■ Texto fornecido
========================

Contrastes
[Crônica de 16 de novembro de 2000]
A Avenida Dr. Arnaldo é uma avenida muito curiosa. De um lado fica o cemitério do Araçá e, do outro, a Faculdade de Medicina, é um contraste impressionante e, no mínimo curioso.
Em frente ao templo da vida, a escola encarregada de formar os homens que devem prolongar nossos sonhos de imortalidade o monumento máximo à transitoriedade humana, à nossa insignificância e à nossa necessidade de preservar a lembrança de um passado que é nosso e que se perde na noite do tempo.
De um lado a tristeza e de outro a alegria da vida, contraditórias, mas parte de um mesmo todo, composto pelos bilhões de seres humanos que correm de um lado para o outro, poluindo o planeta, atrás do sonho da vida eterna, tão bem caracterizado pelos dois lados da avenida, pelo cemitério e pela escola de medicina, onde a pesquisa é o contraponto da lembrança eternamente adormecida debaixo das imagens frias que perpetuam os nomes das famílias e de cada um de seus membros.
Na faculdade sóbria a pesquisa científica, levando em conta a matéria de que é feito o ser humano, suas deficiências e pontos fortes, suas necessidades, seus mistérios físicos e psíquicos, atuando como mola na busca da materialização da esperança de se tornar outra vez a imagem e semelhança do Senhor, no retorno ao paraíso perdido nesse vale de lágrimas mesmo.
Atrás dos muros cinzas e das bancas de flores que com suas cores amenizam a ideia da morte, o cemitério. Túmulos e túmulos, um ao lado do outro, como uma imensa cidade em miniatura, com ruas e esquinas e cruzamentos perigosos e ladrões que invadem as casas, violam a privacidade dos moradores, e os ameaçam constantemente, protegidos pela certeza do seu silêncio.

========================

■ Instruções da tarefa
Reproduza sem alterações o trecho da crônica sobre a Avenida Dr. Arnaldo que vai de "Em frente ao" até "noite do tempo.".

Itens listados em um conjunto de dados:

========================

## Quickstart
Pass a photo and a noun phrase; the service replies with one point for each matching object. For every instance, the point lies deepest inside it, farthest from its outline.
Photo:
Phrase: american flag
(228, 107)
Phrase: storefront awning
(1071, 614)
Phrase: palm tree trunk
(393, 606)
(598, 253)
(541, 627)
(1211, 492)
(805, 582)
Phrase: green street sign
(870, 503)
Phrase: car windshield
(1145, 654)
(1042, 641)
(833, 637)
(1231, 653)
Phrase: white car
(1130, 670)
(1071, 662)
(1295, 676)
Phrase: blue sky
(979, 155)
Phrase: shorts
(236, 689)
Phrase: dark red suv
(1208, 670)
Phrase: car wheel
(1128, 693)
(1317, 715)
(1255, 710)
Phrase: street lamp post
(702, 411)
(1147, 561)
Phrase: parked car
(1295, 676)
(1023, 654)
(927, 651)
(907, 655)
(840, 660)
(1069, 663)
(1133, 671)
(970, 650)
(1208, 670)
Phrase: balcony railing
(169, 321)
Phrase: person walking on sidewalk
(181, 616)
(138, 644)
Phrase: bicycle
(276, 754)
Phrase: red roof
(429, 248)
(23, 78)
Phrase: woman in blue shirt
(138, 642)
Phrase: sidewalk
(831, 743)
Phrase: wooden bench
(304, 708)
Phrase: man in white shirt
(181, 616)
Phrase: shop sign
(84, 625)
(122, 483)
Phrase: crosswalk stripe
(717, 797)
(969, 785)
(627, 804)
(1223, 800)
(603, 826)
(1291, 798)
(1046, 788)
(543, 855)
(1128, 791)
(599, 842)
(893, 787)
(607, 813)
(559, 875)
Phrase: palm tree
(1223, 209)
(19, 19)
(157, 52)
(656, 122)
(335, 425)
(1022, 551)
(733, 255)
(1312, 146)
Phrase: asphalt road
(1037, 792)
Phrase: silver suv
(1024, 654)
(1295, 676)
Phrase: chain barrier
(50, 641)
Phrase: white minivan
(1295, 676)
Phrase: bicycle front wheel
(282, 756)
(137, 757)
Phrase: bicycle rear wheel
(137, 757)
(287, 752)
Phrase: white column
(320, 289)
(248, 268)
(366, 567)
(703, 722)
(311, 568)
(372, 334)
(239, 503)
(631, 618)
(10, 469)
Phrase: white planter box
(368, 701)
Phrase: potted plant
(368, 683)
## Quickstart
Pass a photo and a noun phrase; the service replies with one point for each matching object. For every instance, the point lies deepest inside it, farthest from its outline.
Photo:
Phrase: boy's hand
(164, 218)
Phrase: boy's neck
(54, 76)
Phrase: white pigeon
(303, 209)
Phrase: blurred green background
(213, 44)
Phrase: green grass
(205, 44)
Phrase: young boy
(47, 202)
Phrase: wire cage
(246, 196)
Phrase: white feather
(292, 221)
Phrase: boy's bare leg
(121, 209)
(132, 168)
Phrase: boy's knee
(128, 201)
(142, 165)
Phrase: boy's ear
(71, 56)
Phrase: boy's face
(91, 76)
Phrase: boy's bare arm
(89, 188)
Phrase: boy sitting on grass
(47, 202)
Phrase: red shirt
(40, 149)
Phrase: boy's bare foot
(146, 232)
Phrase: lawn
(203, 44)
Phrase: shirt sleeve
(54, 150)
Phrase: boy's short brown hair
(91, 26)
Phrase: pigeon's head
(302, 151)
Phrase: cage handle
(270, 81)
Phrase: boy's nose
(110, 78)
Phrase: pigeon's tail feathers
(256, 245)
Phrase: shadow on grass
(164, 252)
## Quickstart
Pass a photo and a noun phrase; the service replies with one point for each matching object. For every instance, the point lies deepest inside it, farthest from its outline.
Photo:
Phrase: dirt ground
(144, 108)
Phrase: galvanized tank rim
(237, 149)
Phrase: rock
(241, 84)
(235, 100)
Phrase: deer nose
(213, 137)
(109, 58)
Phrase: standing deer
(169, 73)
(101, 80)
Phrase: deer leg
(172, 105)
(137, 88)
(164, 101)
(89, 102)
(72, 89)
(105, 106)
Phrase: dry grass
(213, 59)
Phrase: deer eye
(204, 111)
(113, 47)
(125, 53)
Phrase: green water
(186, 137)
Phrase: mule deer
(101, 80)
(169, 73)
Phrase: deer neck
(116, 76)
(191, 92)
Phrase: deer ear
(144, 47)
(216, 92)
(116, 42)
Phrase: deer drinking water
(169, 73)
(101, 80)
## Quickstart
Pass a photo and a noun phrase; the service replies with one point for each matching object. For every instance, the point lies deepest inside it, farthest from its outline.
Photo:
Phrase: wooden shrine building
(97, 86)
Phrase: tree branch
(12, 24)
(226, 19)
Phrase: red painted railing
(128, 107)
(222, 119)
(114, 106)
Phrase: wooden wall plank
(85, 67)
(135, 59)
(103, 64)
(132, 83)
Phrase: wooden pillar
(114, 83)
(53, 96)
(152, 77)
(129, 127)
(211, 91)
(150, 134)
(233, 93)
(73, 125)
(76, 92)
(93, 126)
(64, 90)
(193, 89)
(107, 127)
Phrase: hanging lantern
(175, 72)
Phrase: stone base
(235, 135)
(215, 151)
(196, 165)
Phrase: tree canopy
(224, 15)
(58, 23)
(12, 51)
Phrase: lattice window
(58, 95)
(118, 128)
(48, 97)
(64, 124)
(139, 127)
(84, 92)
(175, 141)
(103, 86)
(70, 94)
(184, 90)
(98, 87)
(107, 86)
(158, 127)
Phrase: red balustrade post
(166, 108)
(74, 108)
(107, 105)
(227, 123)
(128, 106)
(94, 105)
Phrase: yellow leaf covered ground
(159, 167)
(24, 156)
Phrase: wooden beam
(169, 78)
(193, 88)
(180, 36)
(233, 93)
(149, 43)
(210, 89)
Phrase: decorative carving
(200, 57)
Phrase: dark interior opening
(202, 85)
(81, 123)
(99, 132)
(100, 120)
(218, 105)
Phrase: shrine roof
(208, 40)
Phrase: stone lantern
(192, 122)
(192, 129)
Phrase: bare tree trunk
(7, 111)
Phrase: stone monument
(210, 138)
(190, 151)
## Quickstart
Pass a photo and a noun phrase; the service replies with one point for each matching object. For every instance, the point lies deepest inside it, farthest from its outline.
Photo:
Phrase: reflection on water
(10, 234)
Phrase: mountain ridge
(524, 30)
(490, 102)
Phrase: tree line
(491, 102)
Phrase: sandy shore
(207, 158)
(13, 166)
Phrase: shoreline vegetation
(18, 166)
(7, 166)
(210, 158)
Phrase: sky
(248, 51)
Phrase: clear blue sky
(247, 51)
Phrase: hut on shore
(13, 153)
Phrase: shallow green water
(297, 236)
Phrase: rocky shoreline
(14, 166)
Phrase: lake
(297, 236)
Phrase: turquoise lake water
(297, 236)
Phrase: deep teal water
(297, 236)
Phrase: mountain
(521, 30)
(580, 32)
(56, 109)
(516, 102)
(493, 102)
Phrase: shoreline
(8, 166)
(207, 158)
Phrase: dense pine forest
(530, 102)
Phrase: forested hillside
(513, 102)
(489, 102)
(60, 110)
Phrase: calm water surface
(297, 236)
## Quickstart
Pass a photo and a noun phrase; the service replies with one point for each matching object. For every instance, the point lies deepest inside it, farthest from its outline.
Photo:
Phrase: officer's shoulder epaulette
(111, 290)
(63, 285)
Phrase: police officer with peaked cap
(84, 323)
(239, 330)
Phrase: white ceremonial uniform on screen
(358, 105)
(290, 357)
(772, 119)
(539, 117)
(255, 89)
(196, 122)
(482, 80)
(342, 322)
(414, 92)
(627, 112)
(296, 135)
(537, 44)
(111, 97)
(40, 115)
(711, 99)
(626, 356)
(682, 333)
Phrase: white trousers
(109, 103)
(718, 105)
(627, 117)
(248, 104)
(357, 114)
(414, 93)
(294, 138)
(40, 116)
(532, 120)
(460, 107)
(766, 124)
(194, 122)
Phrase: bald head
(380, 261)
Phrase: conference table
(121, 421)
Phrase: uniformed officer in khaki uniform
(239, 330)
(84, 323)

========================

■ Resposta esperada
Em frente ao templo da vida, a escola encarregada de formar os homens que devem prolongar nossos sonhos de imortalidade o monumento máximo à transitoriedade humana, à nossa insignificância e à nossa necessidade de preservar a lembrança de um passado que é nosso e que se perde na noite do tempo.